2021年4月10日土曜日

凝灰岩質石材の旅::No.112224-07:越谷市の伊豆石と黒板塀の礎石

 所在地:越谷市越谷本町8-2:非公開旅館(南側の道路沿い)

国土地理院地図座標:35.894365,139.785946

東武線蒲生駅から徒歩:約 750 m

有瀧家の黒板塀から次は河内屋旅館の黒板塀の礎石に「黒板塀」つながりで移動です。今回ご案内する越谷市の四番目になります。河内屋旅館さんは古くからの旅籠の様ですが、現在は瀟洒な普通の旅館になっています。この旅館の南側の路地に面した処に、黒板塀があります。その礎石が道路側から見えるのですが、伊豆の石灰質砂岩と石灰質の小さな礫を挟んだ「小室石」が使われています。

赤丸が黒板塀の位置です。この案内図からは外れていますが、この路地を斜め上(東北)側に行くと旧日光街道に出ますが、出る一つ手前の十字路で左に折れると、大谷石に似た
石材を使った石塀が見えます。似ている様でも、ミソが観察されないのと、大きな空洞や、大きな筋状の模様を見せる軽石が観察されます。大谷より南の鹿沼で採掘された鹿沼石です。石切場は後でその画像をご案内しますが西洋の城塞の様な白亜の砦の様にそびえたっています
路地の眺めはこんな感じです。これが目的地です。この黒板塀の礎石が伊豆から来た石材で二種類あります。
木下半助商店側から路地に入り、板塀の始まる最初の付近に、この様な斜めの模様が浮き出た石材が使われています。これは、何度も出て来た石灰質の生物遺骸が大量に積み重なった石灰質の砂岩です。礎石や基壇に用いられる事の多い石材です。

# 提供資料
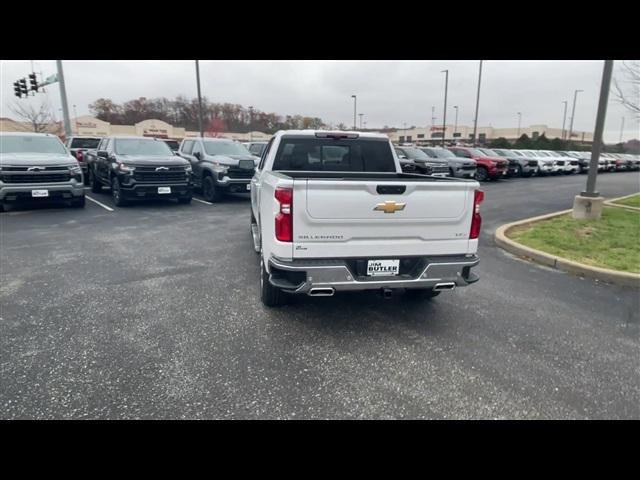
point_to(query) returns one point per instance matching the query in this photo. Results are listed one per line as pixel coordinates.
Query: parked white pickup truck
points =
(333, 211)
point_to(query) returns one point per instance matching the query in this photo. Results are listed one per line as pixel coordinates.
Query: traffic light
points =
(23, 87)
(33, 81)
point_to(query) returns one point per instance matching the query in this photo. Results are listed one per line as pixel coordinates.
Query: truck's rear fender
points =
(269, 208)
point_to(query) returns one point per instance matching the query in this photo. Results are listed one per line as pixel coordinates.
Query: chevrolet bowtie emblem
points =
(390, 207)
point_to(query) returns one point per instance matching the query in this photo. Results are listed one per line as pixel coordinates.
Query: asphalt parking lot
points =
(153, 311)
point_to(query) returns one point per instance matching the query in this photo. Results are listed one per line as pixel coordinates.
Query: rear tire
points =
(96, 186)
(78, 202)
(519, 172)
(270, 295)
(116, 193)
(482, 175)
(209, 190)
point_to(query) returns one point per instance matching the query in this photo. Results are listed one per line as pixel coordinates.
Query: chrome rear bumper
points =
(320, 274)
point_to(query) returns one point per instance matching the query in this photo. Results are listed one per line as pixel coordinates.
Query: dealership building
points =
(462, 133)
(91, 126)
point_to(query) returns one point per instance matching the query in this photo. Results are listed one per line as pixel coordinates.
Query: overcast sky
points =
(389, 92)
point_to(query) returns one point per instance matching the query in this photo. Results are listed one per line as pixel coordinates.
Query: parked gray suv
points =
(38, 167)
(458, 166)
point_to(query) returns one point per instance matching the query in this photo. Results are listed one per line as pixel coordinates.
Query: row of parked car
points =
(486, 164)
(39, 167)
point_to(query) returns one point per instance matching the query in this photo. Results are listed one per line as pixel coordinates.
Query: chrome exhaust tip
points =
(444, 286)
(321, 292)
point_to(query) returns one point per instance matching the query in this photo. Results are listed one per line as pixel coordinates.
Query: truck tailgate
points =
(378, 218)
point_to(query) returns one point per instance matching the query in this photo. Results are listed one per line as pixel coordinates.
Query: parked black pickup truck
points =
(139, 168)
(77, 146)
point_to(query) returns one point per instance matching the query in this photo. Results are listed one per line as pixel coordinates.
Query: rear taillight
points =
(476, 221)
(284, 218)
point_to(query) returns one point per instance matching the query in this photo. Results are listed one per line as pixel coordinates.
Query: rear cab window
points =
(333, 154)
(187, 147)
(87, 143)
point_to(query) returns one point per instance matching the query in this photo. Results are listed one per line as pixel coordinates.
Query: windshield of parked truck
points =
(414, 153)
(502, 153)
(488, 152)
(225, 148)
(84, 143)
(30, 144)
(139, 146)
(438, 153)
(330, 155)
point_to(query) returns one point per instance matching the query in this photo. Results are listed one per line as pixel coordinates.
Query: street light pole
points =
(475, 120)
(564, 118)
(455, 126)
(75, 120)
(444, 116)
(63, 100)
(199, 100)
(355, 100)
(597, 138)
(573, 112)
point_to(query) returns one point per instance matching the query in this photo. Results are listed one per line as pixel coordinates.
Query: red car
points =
(488, 167)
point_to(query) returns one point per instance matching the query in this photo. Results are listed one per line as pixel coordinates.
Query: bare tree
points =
(39, 118)
(627, 88)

# 練習問題
[1] 黒板塀の礎石についての本文の「有瀧家の黒板塀から次は河内屋」から「な礫を挟んだ「小室石」が使われています。」までをすべて書き直し、その際「瀟洒な」を「落ち着いた」に置き換えなさい。
[2] 項目の中から、「parked」という文字列を含む行をすべて書き出しなさい。大文字と小文字は区別するものとします。
本文と項目とのあいだには、内容上の関係はありません。

# 各問の解答
[1]
有瀧家の黒板塀から次は河内屋旅館の黒板塀の礎石に「黒板塀」つながりで移動です。今回ご案内する越谷市の四番目になります。河内屋旅館さんは古くからの旅籠の様ですが、現在は落ち着いた普通の旅館になっています。この旅館の南側の路地に面した処に、黒板塀があります。その礎石が道路側から見えるのですが、伊豆の石灰質砂岩と石灰質の小さな礫を挟んだ「小室石」が使われています。

[2]
Query: parked white pickup truck
Query: parked gray suv
Query: row of parked car
Query: parked black pickup truck
Query: windshield of parked truck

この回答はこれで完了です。